> _Material for the task_:

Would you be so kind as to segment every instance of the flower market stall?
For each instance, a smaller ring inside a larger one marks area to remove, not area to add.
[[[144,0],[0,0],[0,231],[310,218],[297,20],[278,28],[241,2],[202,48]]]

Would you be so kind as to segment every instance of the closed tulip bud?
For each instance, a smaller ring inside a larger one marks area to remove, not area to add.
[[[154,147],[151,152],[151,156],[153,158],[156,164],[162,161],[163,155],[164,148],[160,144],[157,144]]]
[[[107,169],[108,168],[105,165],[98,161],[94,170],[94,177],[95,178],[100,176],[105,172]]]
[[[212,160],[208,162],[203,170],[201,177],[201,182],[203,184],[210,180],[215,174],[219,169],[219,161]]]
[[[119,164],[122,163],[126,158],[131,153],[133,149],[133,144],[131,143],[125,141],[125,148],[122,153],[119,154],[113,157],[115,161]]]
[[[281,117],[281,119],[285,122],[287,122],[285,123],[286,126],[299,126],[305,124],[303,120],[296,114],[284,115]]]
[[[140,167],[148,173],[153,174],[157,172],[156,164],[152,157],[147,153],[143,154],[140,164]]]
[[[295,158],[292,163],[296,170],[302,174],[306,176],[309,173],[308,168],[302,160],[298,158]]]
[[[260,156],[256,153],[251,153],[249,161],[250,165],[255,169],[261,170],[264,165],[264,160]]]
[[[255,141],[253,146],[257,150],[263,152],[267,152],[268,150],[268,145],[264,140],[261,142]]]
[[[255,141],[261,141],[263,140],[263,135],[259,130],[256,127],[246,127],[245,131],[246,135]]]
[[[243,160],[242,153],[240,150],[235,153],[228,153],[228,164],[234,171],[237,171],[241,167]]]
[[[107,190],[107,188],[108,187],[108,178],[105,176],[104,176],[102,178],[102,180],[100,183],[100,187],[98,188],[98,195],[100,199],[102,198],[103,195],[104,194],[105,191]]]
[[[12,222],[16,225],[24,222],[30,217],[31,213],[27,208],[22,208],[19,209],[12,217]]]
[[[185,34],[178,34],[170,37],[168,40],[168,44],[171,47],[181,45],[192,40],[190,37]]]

> _Exercise objective_: Return every line exactly.

> _Output for this exercise_:
Would you be so kind as to segment every instance of the flower market stall?
For each instance, a smaller ring inside a larger one marks area to remove, not area to add.
[[[144,0],[0,0],[0,231],[310,218],[297,20],[278,28],[241,2],[202,48]]]

Would you be so kind as to segment every instance of the closed tulip bud?
For each instance, a smaller ring inside a larger one marks area to remove, not area to add.
[[[154,147],[151,152],[151,156],[153,158],[156,164],[162,161],[163,155],[164,148],[160,144],[157,144]]]
[[[107,169],[108,168],[105,165],[98,161],[94,170],[94,177],[95,178],[100,176],[105,172]]]
[[[212,160],[208,162],[203,170],[201,177],[201,182],[203,184],[210,180],[215,174],[219,169],[219,161]]]
[[[119,164],[122,163],[126,158],[131,153],[133,149],[133,144],[131,143],[125,141],[125,148],[122,153],[119,154],[113,157],[115,161]]]
[[[281,117],[281,119],[285,122],[287,122],[285,123],[286,126],[299,126],[305,124],[303,120],[296,114],[284,115]]]
[[[140,167],[148,173],[153,174],[157,172],[156,164],[152,157],[147,153],[143,154],[140,164]]]
[[[295,158],[292,163],[296,170],[302,174],[306,176],[309,173],[308,168],[302,160],[298,158]]]
[[[260,156],[256,153],[251,153],[249,161],[250,165],[255,169],[261,170],[264,165],[264,160]]]
[[[255,141],[253,146],[257,150],[263,152],[267,152],[268,150],[268,145],[264,140],[261,142]]]
[[[255,141],[261,141],[263,140],[263,135],[259,130],[256,127],[246,127],[245,131],[246,135]]]
[[[243,160],[242,153],[240,150],[235,153],[228,153],[228,164],[234,171],[237,171],[241,167]]]
[[[107,190],[107,188],[108,187],[108,178],[105,176],[104,176],[102,178],[102,180],[100,183],[100,187],[98,188],[98,195],[100,199],[102,198],[103,195],[104,194],[105,191]]]
[[[12,222],[16,225],[24,222],[30,217],[31,213],[27,208],[22,208],[19,209],[12,217]]]
[[[185,34],[178,34],[170,37],[168,40],[168,44],[171,47],[181,45],[192,40],[190,37]]]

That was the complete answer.